_TASK STATEMENT_
Recast each line of the data below as an item in a numbered list, leaving out blank lines and covering the data in full. Please omit the pictures from your answer.

_RECORD LIST_
========================================

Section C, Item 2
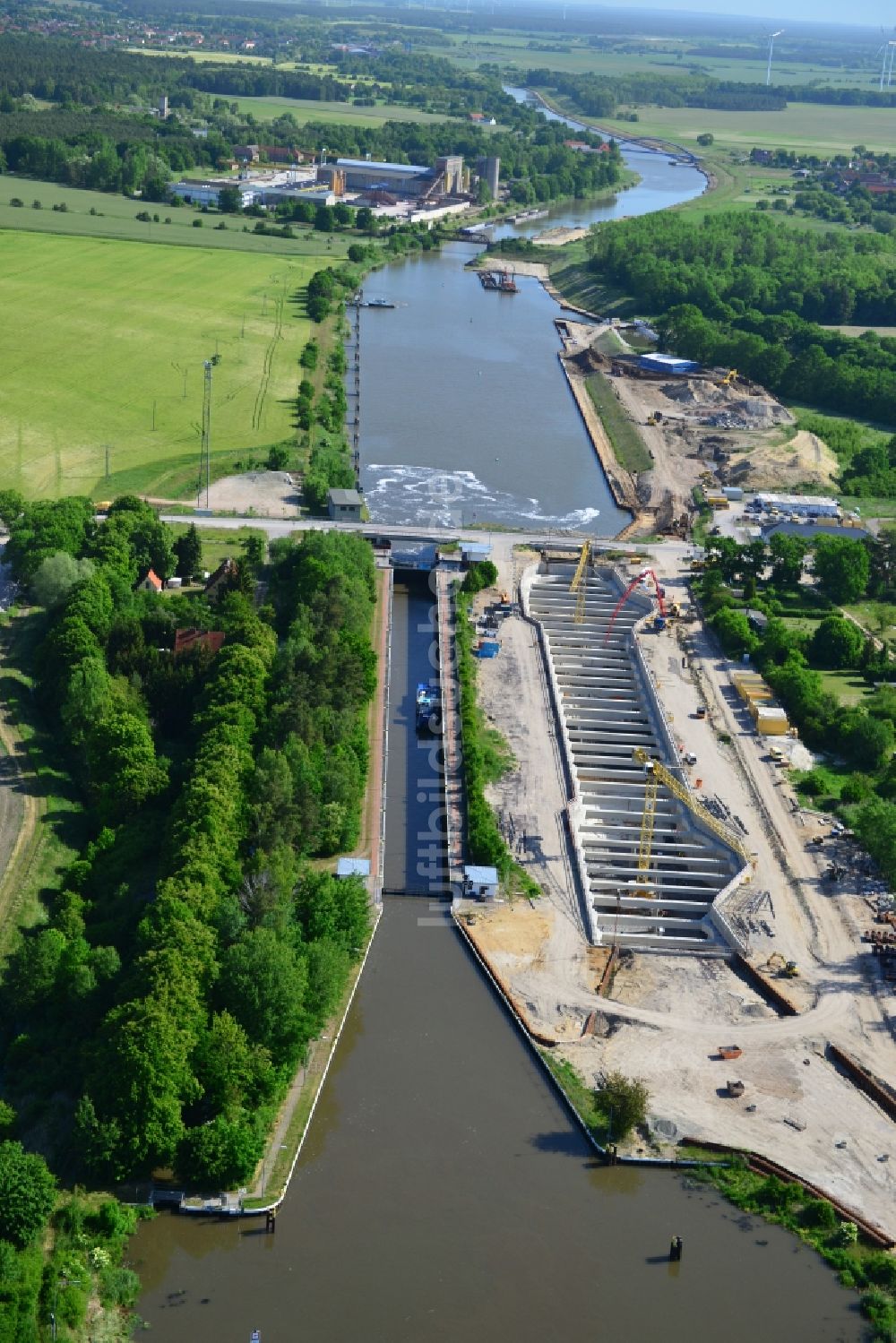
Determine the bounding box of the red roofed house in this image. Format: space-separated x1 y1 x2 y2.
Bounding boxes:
175 630 224 657
137 570 164 592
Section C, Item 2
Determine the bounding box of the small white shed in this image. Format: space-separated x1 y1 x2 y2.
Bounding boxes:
463 866 498 900
336 858 371 881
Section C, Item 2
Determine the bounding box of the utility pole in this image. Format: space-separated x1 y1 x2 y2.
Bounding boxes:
766 28 785 89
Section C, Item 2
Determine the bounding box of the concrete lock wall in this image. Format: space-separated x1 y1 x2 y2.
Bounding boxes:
520 557 748 951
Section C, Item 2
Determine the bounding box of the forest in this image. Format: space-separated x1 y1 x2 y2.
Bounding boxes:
699 529 896 881
0 493 376 1190
589 212 896 423
0 35 622 204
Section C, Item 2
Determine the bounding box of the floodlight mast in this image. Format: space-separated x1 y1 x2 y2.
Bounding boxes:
877 38 896 92
196 355 220 508
766 28 785 89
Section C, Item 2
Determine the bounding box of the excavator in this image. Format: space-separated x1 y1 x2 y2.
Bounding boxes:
763 951 799 979
632 746 751 899
570 541 591 624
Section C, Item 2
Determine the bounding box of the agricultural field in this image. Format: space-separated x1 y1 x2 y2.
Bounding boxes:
572 102 896 156
0 169 350 254
0 232 317 498
227 98 452 126
420 32 877 89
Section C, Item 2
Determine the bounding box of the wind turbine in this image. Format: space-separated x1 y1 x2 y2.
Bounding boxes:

========================================

_FINAL RESULT_
1. Section C, Item 2
2. Determine the bounding box of the red roofed house in this image. Format: space-separated x1 y1 x2 y2.
3. Bounding boxes:
4. 175 630 224 657
5. 137 570 164 592
6. Section C, Item 2
7. Determine the bounding box of the small white shed in this image. Format: space-separated x1 y1 x2 y2.
8. Bounding boxes:
9. 463 866 498 900
10. 336 858 371 881
11. Section C, Item 2
12. Determine the bounding box of the utility pole in this image. Format: space-separated x1 y1 x2 y2.
13. Bounding boxes:
14. 766 28 785 89
15. Section C, Item 2
16. Determine the bounding box of the concrete lock wall in this image. Format: space-separated x1 y1 x2 y2.
17. Bounding boxes:
18. 520 557 748 951
19. Section C, Item 2
20. Determine the bounding box of the forest in this image. Format: space-separated x1 y1 x2 y2.
21. Bounding boxes:
22. 699 529 896 881
23. 0 493 376 1190
24. 589 212 896 423
25. 0 35 622 204
26. Section C, Item 2
27. Determine the bounding box of the floodlight mast in this image. Format: space-separated x1 y1 x2 y2.
28. Bounding boxes:
29. 877 38 896 92
30. 196 355 220 508
31. 766 28 785 89
32. Section C, Item 2
33. Determine the bounding box of the excavator in this image. Format: space-separated x1 y1 x2 y2.
34. Bounding boxes:
35. 763 951 799 979
36. 632 746 751 899
37. 570 541 591 624
38. Section C, Item 2
39. Determine the bounding box of the agricultural field in this image. Format: space-separated x1 y1 x2 y2.
40. Bounding boxes:
41. 572 102 896 156
42. 0 169 350 254
43. 0 232 317 498
44. 227 98 452 126
45. 420 32 877 89
46. Section C, Item 2
47. Determine the bounding box of the wind turbine in this image. Format: space-separated x1 y1 x2 y2.
48. Bounding boxes:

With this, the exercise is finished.